[Data for analysis — start]

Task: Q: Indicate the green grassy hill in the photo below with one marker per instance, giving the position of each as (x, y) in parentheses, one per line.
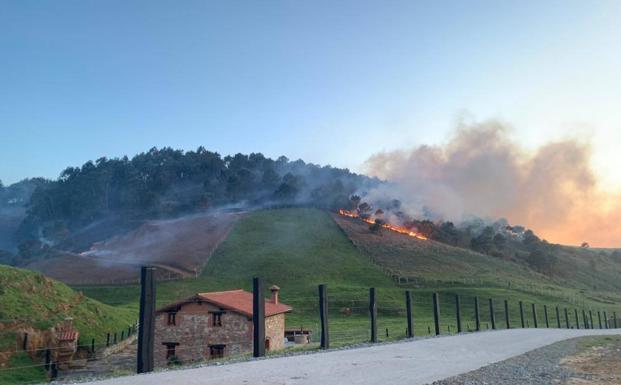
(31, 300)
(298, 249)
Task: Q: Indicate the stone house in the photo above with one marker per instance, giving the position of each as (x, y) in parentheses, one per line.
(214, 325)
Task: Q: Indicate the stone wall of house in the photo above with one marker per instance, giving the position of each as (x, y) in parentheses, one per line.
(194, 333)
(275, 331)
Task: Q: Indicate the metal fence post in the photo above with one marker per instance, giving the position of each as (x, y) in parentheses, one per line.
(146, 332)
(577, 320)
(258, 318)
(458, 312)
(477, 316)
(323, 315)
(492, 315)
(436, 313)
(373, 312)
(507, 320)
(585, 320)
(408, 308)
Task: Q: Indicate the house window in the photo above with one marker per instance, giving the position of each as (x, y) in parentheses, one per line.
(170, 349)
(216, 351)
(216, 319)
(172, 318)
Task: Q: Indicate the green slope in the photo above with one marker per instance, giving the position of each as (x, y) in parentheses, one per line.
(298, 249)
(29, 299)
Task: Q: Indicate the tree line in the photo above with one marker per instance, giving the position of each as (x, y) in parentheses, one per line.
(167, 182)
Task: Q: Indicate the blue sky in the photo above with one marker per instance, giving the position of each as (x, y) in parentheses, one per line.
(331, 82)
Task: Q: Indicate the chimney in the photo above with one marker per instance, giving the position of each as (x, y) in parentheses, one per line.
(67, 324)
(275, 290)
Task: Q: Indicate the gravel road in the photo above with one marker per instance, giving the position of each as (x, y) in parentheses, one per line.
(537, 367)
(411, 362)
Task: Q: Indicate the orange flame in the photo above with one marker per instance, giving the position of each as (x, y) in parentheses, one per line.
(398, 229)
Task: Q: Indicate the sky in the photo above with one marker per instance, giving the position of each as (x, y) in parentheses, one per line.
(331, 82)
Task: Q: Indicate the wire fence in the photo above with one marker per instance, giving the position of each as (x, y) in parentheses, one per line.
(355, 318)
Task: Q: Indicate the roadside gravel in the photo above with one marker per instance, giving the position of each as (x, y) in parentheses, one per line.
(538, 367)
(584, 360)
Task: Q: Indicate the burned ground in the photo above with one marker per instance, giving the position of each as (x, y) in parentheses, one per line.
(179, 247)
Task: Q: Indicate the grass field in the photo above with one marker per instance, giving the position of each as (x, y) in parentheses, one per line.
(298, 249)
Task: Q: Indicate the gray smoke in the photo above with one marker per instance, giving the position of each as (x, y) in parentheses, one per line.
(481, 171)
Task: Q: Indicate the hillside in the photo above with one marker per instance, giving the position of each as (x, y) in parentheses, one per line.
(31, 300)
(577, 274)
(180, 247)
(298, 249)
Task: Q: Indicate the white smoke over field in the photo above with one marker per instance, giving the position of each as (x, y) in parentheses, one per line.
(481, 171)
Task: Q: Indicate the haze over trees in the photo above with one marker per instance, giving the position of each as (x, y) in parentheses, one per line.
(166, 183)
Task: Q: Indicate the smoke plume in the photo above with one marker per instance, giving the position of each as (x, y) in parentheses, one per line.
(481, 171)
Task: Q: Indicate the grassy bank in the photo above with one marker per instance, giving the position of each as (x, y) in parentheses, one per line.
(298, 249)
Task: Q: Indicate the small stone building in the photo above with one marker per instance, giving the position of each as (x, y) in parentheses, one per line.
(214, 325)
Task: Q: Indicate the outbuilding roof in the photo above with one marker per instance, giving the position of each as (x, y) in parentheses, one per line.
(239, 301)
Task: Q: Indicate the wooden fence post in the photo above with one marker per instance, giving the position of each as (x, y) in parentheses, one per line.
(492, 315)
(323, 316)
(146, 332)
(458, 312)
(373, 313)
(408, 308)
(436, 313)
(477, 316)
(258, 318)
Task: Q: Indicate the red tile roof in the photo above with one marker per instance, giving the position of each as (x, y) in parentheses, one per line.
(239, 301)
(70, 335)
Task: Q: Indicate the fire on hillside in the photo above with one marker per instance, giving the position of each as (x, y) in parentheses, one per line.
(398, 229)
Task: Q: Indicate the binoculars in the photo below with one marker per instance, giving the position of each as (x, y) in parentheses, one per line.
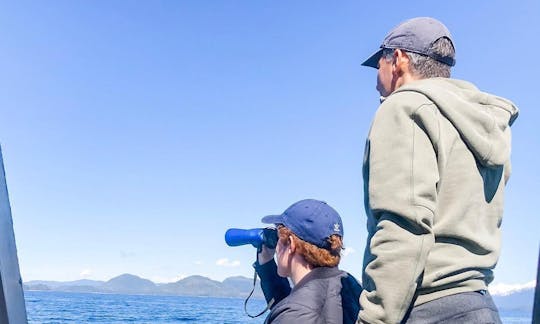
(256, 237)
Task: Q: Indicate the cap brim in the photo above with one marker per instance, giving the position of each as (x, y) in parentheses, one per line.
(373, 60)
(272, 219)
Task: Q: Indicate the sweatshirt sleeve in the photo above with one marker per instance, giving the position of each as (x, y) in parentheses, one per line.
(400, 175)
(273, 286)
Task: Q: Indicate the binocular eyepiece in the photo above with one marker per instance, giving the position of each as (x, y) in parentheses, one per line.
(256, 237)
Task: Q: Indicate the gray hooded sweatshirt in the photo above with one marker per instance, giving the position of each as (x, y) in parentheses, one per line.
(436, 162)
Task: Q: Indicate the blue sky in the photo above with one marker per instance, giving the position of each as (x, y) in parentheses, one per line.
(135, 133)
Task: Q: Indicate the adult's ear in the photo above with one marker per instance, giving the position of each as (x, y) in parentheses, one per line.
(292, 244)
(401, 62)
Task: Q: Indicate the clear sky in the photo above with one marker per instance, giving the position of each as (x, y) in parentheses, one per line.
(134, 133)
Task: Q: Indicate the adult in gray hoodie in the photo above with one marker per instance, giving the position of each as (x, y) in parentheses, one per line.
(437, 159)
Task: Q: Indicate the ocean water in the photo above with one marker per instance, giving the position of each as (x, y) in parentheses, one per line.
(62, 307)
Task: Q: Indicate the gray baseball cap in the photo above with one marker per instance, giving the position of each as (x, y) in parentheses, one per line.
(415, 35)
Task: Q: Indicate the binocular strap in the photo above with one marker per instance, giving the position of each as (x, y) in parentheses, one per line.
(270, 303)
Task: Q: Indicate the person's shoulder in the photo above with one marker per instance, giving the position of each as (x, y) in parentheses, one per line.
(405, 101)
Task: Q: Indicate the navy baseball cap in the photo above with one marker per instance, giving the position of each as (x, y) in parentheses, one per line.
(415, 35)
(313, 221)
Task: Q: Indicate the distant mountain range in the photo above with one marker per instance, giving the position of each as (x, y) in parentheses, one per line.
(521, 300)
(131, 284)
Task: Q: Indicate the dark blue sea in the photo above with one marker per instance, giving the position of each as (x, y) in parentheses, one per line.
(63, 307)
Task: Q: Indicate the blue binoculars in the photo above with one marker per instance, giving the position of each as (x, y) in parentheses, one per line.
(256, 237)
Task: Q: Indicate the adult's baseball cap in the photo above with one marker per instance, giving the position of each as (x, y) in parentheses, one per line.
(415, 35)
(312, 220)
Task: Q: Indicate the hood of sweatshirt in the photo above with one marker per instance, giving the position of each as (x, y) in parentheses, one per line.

[Data for analysis — finish]

What this task involves ▸
Repeat the entries word for word and skip the pictures.

The answer ▸
Task: Q: Indicate the green grassy hill in the photo below with one marker per instance, giving the position of each as (x, y) in parentheses, one per line.
(31, 300)
(298, 249)
Task: Q: Indicate the stone house in the photo above with one marker per instance, giving the position of each as (x, y) in parentheses, one per line.
(214, 325)
Task: Q: Indicate the stone wall of house in the photo above with one marker per instance, giving the position of each as (x, y) in parentheses, one per line.
(194, 333)
(275, 331)
Task: Q: Indicate the metal fence post in the photo above with one marker per instance, giving the position of each as (x, y) in parentheses, one per line.
(146, 332)
(577, 320)
(258, 318)
(458, 312)
(477, 316)
(323, 315)
(492, 315)
(436, 313)
(373, 312)
(507, 320)
(585, 320)
(408, 308)
Task: Q: Indicate the house window in the photo above with one marker per instance, giving the position of each as (x, y) in parentheses, one per line.
(170, 349)
(216, 351)
(216, 319)
(172, 318)
Task: Q: Indicate the green slope in the photo above with one marker per instance, giving the position of each as (x, y) in parentheses, one per line.
(298, 249)
(29, 299)
Task: Q: Indicate the tree line in the photo above with one marker per instance, giving the position of each as (x, y) in parentheses, one per line.
(167, 182)
Task: Q: Indicate the blue sky in the photo above with one marker per instance, giving the position of each as (x, y) in parentheses, one per line.
(331, 82)
Task: Q: Indicate the chimney in the photo above with one marker per instance, giving the position of each as (x, y) in parentheses, one per line.
(67, 324)
(275, 290)
Task: Q: Indicate the gravel road in the photo above with one marker per instance, giving the position of each as (x, y) in parentheses, one per line.
(537, 367)
(411, 362)
Task: Q: Indicate the orange flame in the photo above with one marker per instance, giving the position of each as (x, y) in parentheses, one per line.
(398, 229)
Task: Q: Indicate the sky in the photo above with one marker per instance, giving the position of each as (x, y) in parentheses, one per line.
(331, 82)
Task: Q: Indicate the wire fence in the photo above with one marker per instance, giving the position of each as (x, y) in parentheses, one per line.
(355, 318)
Task: Q: Indicate the roadside gravel in the photo above with one marker per instance, giving the position of each as (x, y) in parentheses, one per line.
(538, 367)
(584, 360)
Task: Q: Indicate the burned ground in the photo above with one marker per instance, giving the position of each as (x, y) in parentheses, one per line.
(179, 247)
Task: Q: Indicate the grass field in the photo above with one marker per instance, giving the position of each as (x, y) in parentheses, one per line.
(298, 249)
Task: Q: Indicate the gray smoke in the photo above with one marker per instance, giving the position of each as (x, y) in parentheses, one per line.
(481, 171)
Task: Q: Indicate the hillside in the photo above with one marker per instance, giving the position of each as (x, y) in parentheses, one per line.
(31, 300)
(577, 274)
(180, 247)
(298, 249)
Task: Q: Indicate the white smoke over field in the photo above with one marker per instance, giving the position of each as (x, y) in parentheses, one per line.
(481, 171)
Task: Q: Indicate the haze over trees in the photo above with one marker per instance, giving the position of each as (x, y) in parentheses, one per line.
(166, 183)
Task: Q: Indicate the smoke plume in the photo above with one marker per instance, giving the position of each as (x, y) in parentheses, one per line.
(481, 171)
Task: Q: Indicate the grassy bank in the photo above with one marker per instance, giving the position of each as (x, y) in parentheses, one per line.
(298, 249)
Task: Q: Indicate the small stone building in the photo above with one marker per instance, giving the position of each as (x, y) in parentheses, one per line.
(214, 325)
Task: Q: Indicate the outbuilding roof in the photo above with one marker per instance, giving the position of each as (x, y) in parentheses, one per line.
(239, 301)
Task: Q: Indicate the wooden fence post in the photo above with one marker per instance, giving the position of each as (x, y) in parentheses, one per line.
(492, 315)
(323, 316)
(146, 332)
(458, 312)
(373, 313)
(408, 308)
(436, 313)
(477, 316)
(258, 318)
Task: Q: Indicate the red tile roof in the photo above with one marker per instance, giving the position of each as (x, y) in parentheses, one per line.
(239, 301)
(70, 335)
Task: Q: Indicate the fire on hillside in the photo above with one marker per instance, giving the position of each as (x, y) in parentheses, one per line.
(398, 229)
Task: Q: Indicate the binoculars in the photo below with one marker per instance, giving the position of each as (x, y) in parentheses, one per line.
(256, 237)
Task: Q: Indicate the cap brim in the photo above with one marker per instance, giving the position of each as (x, y) in parentheses, one per line.
(373, 60)
(272, 219)
Task: Q: Indicate the sweatshirt sleeve in the photo above with one marker per instance, giving the position of each as (x, y) in parentheses, one per line.
(400, 175)
(273, 286)
Task: Q: Indicate the binocular eyepiece in the photo above with one marker per instance, giving the position of each as (x, y) in parentheses, one per line.
(256, 237)
Task: Q: Indicate the gray hooded sweatshirt in the photo above with one marker per instance, giving the position of each as (x, y) in parentheses, one per line.
(436, 162)
Task: Q: Indicate the blue sky in the photo above with one marker per instance, giving the position of each as (x, y) in parentheses, one per line.
(135, 133)
Task: Q: Indicate the adult's ear in the photo above with one marker per instance, giving the position of each as (x, y) in parentheses, one per line.
(292, 244)
(401, 62)
Task: Q: Indicate the clear sky in the photo above with one marker per instance, giving the position of each as (x, y) in parentheses, one per line.
(134, 133)
Task: Q: Indicate the adult in gray hoodie in the photo above with one marker per instance, giving the position of each as (x, y) in parentheses, one per line.
(437, 159)
Task: Q: Indicate the ocean water in the photo above with one marker per instance, giving the position of each as (x, y) in parentheses, one per line.
(62, 307)
Task: Q: Indicate the gray baseball cap in the photo above with one marker per instance, giving the position of each as (x, y) in parentheses, one per line.
(415, 35)
Task: Q: Indicate the binocular strap in the photo above with one marker per instance, giving the position of each as (x, y) in parentheses, one per line.
(270, 303)
Task: Q: Indicate the person's shoulder in the photo above with one marker per instance, giving the position of each as (x, y) in parentheses, one per line.
(405, 101)
Task: Q: Indicate the navy baseball cap in the photo above with one marker per instance, giving the position of each as (x, y) in parentheses, one per line.
(415, 35)
(313, 221)
Task: Q: Indicate the distant mountain range in the photo above with one marker per instance, giving the position of each as (x, y) in parentheses, one per line.
(521, 300)
(131, 284)
Task: Q: Indicate the dark blue sea in the photo above with one marker per instance, giving the position of each as (x, y) in parentheses, one per line.
(63, 307)
Task: Q: Indicate the blue binoculars in the photo above with one marker per instance, giving the position of each as (x, y) in parentheses, one per line.
(256, 237)
Task: Q: Indicate the adult's baseball cap in the photo above with one marker per instance, giving the position of each as (x, y) in parentheses, one per line.
(415, 35)
(312, 220)
Task: Q: Indicate the hood of sweatshirt in the photo above with one marker per instance, giving the position of each as (x, y) in parentheses, one per line.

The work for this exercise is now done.